• Page extract
Toy manufacturers have always embraced new technology in their bid to attract the attention of children. Thomas Edison invented the first “talking doll” in 1888, and since then there have been many new toys that were considered “scary” when they were introduced, including video game consoles, dolls with the ability to move, interactive toys like the Furby, and the attention hungry Tamagotchi digital pets.
As our culture has become ever more “wired”, it’s not surprising that manufacturers have begun to create toys that connect to the Internet to enhance their interaction with children. Recently Mattel introduced “Hello Barbie”, a version of the venerable Barbie doll that can listen to the child and answer questions – a pint sized version of the Siri or Cortana voice response features on iOS and Windows devices.
These toys actually work by capturing your child’s voice asking a question, then sending that digital audio to a speech analysis server that does its best to figure out what your child said, and then passes the question to a different server which chooses the response and tells the doll to voice the response. Unlike your smartphone, the dolls don’t have a GPS sensor so it would be very difficult for a fraudster who was able to break into the system to determine exactly who and where your child is.
I don’t think connected toys from reputable brands represent any greater risk to you or your child’s privacy than any typical smartphone or online game. These brands cannot afford the potential damage to their image if their toys were found to be doing anything that would violate consumer trust.

• Given task
Please copy the passage on connected toys word for word, from "These toys actually" to "your child is.".

• Point-based annotation data
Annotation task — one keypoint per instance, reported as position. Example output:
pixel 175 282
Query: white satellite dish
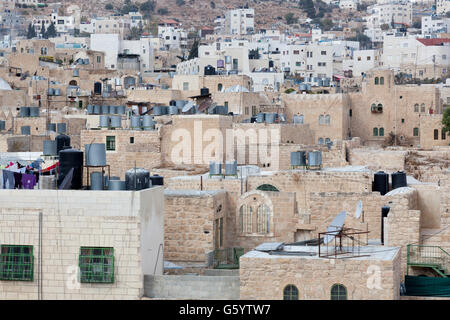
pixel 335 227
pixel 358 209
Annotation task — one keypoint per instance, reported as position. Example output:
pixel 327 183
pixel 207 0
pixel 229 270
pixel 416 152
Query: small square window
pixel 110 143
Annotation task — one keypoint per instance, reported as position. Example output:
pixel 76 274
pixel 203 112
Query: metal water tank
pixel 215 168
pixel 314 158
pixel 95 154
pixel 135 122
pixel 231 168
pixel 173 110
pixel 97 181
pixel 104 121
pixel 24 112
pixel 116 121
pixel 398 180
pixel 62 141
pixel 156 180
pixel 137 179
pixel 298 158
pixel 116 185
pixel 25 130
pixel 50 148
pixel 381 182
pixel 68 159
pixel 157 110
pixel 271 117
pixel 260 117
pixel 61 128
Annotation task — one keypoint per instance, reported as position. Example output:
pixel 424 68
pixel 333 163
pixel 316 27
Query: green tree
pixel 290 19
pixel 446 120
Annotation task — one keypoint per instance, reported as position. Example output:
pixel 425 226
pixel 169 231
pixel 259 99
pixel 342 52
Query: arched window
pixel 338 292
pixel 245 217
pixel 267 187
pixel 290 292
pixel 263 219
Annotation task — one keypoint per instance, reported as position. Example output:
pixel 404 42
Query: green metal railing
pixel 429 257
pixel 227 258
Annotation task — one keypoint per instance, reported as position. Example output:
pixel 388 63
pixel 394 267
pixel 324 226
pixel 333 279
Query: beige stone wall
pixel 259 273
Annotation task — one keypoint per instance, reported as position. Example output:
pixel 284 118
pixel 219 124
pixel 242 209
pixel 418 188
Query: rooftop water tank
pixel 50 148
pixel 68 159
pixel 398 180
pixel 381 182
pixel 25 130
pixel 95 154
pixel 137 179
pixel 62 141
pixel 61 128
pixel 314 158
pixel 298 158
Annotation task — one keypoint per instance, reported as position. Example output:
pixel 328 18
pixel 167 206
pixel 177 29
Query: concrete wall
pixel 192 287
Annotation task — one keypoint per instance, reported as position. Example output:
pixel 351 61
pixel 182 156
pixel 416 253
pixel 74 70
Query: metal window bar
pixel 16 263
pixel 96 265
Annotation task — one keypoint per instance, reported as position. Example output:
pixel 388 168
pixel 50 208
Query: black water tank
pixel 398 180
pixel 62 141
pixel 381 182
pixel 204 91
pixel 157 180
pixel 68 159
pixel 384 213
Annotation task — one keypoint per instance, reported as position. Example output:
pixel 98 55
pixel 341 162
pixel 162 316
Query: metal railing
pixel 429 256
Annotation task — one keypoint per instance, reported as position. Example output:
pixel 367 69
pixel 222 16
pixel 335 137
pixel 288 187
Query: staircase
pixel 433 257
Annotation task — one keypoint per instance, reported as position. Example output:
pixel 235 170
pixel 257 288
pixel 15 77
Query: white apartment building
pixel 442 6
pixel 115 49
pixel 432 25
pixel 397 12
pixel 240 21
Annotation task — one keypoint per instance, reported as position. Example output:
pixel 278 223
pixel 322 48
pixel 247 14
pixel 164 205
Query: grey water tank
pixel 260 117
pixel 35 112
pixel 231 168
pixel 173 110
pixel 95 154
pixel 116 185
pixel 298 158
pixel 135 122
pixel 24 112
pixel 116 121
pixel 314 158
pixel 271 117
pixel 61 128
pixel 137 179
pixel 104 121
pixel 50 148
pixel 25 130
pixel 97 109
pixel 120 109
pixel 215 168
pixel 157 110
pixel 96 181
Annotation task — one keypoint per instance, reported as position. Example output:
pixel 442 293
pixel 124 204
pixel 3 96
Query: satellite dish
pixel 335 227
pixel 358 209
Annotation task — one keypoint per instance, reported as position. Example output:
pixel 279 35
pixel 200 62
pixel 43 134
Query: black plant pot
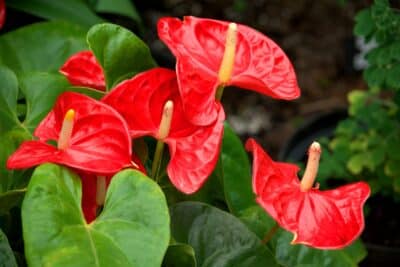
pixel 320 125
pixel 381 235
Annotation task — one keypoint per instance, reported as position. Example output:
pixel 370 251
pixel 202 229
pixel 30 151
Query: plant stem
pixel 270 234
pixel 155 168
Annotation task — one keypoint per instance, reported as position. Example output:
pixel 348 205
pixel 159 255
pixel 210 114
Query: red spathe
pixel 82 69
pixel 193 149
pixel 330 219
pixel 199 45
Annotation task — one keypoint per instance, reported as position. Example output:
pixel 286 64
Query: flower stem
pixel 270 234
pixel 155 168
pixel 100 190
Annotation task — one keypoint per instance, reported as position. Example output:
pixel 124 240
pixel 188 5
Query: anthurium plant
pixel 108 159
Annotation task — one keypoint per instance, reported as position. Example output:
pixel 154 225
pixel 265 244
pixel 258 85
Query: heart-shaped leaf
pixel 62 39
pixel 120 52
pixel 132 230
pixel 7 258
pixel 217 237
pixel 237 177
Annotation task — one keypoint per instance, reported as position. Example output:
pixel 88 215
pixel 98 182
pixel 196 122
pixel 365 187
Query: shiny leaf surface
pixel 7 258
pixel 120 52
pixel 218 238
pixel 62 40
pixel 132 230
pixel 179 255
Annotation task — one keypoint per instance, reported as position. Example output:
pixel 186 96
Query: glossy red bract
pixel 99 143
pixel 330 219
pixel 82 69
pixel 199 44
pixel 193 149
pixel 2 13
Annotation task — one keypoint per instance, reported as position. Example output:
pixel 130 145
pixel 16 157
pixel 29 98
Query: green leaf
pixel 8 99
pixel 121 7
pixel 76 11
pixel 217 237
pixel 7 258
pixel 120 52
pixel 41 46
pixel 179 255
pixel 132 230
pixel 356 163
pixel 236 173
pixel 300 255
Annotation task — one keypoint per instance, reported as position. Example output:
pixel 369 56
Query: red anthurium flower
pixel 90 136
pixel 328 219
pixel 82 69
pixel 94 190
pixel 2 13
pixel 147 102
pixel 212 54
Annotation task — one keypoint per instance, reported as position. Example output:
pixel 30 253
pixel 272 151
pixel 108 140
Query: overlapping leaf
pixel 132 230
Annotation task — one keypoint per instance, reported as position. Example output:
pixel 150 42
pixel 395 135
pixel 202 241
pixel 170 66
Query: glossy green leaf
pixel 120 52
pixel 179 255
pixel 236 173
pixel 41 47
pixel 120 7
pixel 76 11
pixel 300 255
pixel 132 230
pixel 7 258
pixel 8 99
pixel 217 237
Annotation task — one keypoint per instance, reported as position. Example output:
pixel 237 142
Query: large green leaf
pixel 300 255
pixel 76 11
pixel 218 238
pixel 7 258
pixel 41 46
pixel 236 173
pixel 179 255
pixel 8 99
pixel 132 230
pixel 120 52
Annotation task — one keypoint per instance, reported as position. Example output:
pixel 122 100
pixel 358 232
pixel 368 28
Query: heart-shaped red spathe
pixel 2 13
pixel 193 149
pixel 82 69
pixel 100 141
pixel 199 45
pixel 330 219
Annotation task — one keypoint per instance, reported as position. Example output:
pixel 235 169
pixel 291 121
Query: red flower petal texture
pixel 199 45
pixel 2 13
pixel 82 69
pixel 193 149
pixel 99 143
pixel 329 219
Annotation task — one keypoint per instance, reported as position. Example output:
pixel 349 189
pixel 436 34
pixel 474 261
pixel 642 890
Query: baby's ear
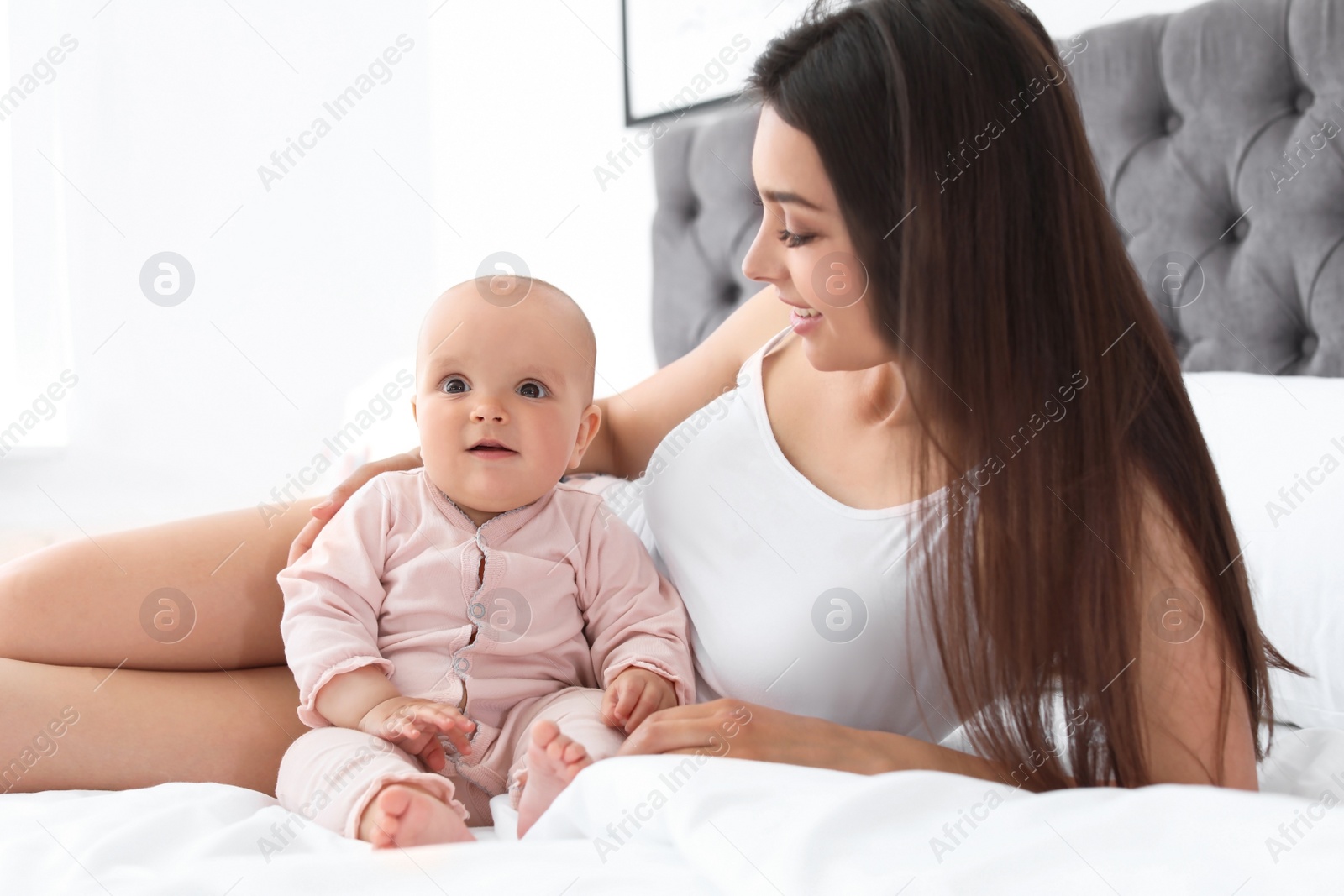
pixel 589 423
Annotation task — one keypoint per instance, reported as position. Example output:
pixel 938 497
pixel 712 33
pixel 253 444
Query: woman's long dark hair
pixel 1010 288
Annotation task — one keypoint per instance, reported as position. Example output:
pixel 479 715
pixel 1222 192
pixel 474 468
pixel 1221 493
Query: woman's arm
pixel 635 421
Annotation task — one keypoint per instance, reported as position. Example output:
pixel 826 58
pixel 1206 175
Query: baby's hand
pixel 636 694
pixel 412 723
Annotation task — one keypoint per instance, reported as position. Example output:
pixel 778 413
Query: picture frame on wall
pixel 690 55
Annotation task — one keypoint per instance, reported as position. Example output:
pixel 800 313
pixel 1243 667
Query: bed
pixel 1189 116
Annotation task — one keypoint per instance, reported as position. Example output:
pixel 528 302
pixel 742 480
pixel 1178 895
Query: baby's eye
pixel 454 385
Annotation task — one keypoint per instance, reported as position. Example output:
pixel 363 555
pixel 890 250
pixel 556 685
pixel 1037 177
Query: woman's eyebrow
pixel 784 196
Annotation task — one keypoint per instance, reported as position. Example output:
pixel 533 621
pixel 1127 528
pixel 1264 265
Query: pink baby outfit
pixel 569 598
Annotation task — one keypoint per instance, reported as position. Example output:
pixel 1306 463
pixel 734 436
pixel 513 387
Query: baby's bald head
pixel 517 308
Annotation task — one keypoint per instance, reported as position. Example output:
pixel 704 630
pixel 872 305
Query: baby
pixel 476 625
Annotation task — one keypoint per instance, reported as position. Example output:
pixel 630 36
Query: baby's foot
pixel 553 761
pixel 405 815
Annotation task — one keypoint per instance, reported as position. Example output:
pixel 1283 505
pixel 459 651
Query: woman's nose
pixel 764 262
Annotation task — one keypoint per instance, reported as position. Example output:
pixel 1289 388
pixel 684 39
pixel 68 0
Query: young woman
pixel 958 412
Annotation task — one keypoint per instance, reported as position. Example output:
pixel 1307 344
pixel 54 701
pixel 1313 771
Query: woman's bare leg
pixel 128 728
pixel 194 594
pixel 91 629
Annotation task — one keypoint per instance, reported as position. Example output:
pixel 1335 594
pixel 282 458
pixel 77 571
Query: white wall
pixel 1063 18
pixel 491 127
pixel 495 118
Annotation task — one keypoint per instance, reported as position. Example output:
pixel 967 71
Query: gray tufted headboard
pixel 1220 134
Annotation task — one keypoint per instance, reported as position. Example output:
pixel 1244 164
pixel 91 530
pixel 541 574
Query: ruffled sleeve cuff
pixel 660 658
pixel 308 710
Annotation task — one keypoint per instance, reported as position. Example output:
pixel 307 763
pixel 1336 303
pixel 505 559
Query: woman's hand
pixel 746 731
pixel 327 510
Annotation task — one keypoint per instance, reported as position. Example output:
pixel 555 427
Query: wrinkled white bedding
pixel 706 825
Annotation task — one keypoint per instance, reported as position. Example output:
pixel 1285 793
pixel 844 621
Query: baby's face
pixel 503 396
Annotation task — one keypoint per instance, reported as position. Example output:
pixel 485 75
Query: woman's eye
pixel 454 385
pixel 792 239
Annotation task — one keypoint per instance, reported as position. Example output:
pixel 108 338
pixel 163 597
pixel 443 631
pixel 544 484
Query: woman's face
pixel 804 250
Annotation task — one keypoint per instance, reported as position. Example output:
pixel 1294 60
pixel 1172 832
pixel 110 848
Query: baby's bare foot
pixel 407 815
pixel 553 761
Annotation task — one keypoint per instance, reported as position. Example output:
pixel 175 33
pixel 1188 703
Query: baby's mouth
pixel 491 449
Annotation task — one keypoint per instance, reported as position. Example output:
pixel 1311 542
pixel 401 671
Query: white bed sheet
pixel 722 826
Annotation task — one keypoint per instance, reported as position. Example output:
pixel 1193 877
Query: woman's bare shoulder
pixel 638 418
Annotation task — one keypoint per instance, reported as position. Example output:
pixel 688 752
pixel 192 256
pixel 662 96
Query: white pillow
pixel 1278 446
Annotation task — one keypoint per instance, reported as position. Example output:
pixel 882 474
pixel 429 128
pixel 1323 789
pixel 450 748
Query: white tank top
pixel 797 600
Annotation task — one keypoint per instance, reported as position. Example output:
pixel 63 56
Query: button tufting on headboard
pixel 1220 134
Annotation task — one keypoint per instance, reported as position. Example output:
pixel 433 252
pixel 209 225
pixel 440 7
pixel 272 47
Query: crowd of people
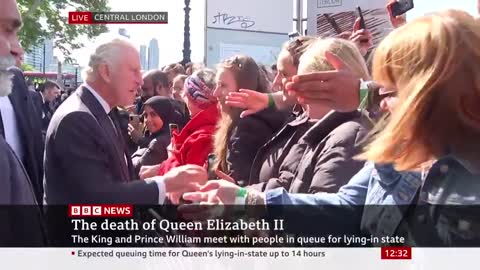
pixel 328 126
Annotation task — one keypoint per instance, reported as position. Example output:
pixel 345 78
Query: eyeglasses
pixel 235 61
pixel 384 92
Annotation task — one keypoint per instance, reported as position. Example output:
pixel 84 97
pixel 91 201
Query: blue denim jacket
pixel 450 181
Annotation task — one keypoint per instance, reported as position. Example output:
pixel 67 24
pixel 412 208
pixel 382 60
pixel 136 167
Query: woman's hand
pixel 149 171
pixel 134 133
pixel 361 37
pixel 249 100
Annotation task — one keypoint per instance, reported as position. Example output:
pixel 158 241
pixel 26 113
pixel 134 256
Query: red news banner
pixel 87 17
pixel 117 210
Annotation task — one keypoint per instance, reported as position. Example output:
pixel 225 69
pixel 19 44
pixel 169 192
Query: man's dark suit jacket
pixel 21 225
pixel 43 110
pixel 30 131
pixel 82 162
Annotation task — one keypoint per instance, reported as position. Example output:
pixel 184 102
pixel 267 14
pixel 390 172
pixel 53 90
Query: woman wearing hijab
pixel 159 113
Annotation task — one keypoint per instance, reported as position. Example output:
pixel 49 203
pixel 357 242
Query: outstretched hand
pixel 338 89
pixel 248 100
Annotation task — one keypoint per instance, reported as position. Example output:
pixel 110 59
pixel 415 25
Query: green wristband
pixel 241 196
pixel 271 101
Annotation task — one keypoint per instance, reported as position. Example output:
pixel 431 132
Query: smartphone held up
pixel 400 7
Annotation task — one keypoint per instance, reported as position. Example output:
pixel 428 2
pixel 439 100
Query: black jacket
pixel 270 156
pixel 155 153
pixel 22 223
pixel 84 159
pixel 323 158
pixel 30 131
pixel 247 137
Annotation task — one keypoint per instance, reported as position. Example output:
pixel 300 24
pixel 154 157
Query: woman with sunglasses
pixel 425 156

• Answer to this problem
These toys actually work by capturing your child’s voice asking a question, then sending that digital audio to a speech analysis server that does its best to figure out what your child said, and then passes the question to a different server which chooses the response and tells the doll to voice the response. Unlike your smartphone, the dolls don’t have a GPS sensor so it would be very difficult for a fraudster who was able to break into the system to determine exactly who and where your child is.